= Complete the following =
1. Answer these questions from the article on British courts and leaked material:
(a) On what date was The Guardian ordered to take down the Barclays documents?
(b) What is the name of the judge who issued that order?
(c) In what month did a court order stop British newspapers from printing the list of British National Party members?
2. List every date or month that appears in the article on British courts and leaked material.
3. For each statement, say whether the article on British courts and leaked material supports it, and quote the words that decide it:
(a) The judge based the order on the bank's right to confidentiality.
(b) The list of British National Party members could not be found on wikileaks.org.
(c) The ruling allowed The Guardian to tell readers where to find the documents outside Britain.

In Britain, Web Leaves Courts Playing Catch-Up – Wikileaks
From Wikileaks, March 29, 2009
By Noam Cohen (New York Times)[1]
On March 17, hours after publishing leaked documents on its Web site showing the lengths Barclays had gone to in order to reduce the taxes it paid in Britain, The Guardian newspaper was ordered by a judge to take the material down. His reasoning was that the bank had a right to confidentiality.
In the ruling, the judge in London, Nicholas Blake, also added a peculiar twist: The Guardian must not tell readers how easy it is to locate the documents at Web sites outside of Britain. It was only the latest example of British courts trying to preserve what it saw as litigants’ rights even in the face of an onslaught of information on the Internet. To some, this may be a final, futile effort.
In November, a court order prevented British newspapers from printing a leaked list of members of the far-right British National Party. Unfortunately for the court, that material was available at, among other sites, wikileaks.org, which also hosts the Barclays documents.
In that earlier case, British newspapers, including The Guardian, took great pleasure in (wink, wink, nudge, nudge) directing its online audience to the list they had been forbidden to publish. The height of absurdity came when those papers published blog posts from reporters describing the experience of reading the list at wikileaks.

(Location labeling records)
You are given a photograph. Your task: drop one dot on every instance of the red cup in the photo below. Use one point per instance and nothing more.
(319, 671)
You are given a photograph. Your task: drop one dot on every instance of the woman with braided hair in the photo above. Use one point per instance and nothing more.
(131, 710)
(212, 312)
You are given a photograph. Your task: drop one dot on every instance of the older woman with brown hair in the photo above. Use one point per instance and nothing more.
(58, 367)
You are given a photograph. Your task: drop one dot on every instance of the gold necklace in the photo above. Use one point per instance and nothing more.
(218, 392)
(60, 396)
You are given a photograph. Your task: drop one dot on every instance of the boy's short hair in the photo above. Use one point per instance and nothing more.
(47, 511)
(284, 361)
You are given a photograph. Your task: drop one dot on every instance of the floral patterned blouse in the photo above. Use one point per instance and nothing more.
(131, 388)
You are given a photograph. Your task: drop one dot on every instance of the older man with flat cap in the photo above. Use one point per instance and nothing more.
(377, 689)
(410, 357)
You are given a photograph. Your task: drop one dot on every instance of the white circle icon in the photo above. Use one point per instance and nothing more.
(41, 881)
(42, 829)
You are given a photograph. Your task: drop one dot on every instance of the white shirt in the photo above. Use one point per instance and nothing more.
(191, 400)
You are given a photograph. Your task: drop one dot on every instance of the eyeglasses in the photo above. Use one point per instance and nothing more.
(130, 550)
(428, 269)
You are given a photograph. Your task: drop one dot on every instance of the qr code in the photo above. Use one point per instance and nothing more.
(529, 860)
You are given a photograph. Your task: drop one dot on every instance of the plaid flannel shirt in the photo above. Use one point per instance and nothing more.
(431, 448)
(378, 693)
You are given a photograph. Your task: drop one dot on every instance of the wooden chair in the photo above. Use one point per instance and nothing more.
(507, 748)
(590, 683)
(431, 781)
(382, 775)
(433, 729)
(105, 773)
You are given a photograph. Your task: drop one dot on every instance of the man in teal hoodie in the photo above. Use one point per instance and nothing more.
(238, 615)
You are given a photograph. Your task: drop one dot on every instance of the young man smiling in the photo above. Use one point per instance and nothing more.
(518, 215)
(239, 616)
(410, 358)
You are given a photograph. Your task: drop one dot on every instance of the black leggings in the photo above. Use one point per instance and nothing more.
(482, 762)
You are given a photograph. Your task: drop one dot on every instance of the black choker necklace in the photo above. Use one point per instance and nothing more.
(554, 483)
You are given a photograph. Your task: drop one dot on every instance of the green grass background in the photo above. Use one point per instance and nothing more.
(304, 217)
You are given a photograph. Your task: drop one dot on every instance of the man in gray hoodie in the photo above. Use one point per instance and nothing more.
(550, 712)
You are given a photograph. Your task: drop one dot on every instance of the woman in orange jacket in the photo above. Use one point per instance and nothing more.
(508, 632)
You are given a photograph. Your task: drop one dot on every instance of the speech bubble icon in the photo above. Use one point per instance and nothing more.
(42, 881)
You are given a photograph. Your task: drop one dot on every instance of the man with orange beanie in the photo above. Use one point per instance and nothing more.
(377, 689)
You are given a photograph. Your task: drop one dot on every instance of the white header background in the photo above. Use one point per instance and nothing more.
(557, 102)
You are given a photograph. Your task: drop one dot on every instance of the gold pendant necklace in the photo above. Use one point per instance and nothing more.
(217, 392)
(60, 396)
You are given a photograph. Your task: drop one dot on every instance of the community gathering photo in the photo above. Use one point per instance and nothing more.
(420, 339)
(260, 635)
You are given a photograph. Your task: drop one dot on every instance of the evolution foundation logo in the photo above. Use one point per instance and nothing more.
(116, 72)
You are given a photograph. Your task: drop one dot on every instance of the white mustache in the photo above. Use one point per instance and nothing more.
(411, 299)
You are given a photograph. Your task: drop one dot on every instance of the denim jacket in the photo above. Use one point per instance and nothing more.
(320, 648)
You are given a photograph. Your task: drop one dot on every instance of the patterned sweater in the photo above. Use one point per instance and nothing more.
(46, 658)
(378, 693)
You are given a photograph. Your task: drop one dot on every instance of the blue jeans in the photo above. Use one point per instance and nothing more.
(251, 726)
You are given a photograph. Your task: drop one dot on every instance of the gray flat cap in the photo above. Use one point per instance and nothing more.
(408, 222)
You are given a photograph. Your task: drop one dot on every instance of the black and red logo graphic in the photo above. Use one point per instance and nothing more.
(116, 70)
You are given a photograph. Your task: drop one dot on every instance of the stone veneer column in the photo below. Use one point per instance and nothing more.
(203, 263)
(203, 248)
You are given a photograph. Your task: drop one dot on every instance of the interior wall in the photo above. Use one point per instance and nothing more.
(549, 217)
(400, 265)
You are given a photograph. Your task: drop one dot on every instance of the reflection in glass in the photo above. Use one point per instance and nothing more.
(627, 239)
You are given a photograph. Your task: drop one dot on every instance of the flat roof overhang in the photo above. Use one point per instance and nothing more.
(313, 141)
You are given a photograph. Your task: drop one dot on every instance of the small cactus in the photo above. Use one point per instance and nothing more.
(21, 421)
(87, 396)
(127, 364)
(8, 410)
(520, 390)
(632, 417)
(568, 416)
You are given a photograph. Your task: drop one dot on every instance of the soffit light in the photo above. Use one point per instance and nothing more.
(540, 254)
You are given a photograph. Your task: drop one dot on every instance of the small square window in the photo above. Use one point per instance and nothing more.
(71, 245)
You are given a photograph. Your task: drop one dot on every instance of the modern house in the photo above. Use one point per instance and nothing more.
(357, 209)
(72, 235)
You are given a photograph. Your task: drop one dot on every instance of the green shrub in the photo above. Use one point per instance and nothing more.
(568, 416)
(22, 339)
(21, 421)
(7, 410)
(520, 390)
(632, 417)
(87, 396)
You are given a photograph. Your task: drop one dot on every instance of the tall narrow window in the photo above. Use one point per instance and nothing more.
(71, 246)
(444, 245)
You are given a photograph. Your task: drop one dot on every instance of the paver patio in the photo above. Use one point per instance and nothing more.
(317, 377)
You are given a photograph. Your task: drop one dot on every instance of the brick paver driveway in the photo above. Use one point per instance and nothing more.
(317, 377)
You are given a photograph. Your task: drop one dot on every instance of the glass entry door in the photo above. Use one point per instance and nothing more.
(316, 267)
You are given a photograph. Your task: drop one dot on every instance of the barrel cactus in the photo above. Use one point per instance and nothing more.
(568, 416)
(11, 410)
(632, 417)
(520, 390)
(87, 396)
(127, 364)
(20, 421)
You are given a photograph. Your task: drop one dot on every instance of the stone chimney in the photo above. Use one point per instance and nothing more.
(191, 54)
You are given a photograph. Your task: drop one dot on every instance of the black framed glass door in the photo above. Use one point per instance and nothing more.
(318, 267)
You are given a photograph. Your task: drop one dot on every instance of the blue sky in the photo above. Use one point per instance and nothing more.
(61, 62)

= The replies =
1.
(a) March 17
(b) Nicholas Blake
(c) November

2.
- March 29, 2009
- March 17
- November

3.
(a) Yes: "His reasoning was that the bank had a right to confidentiality."
(b) No: "that material was available at, among other sites, wikileaks.org"
(c) No: "The Guardian must not tell readers how easy it is to locate the documents at Web sites outside of Britain."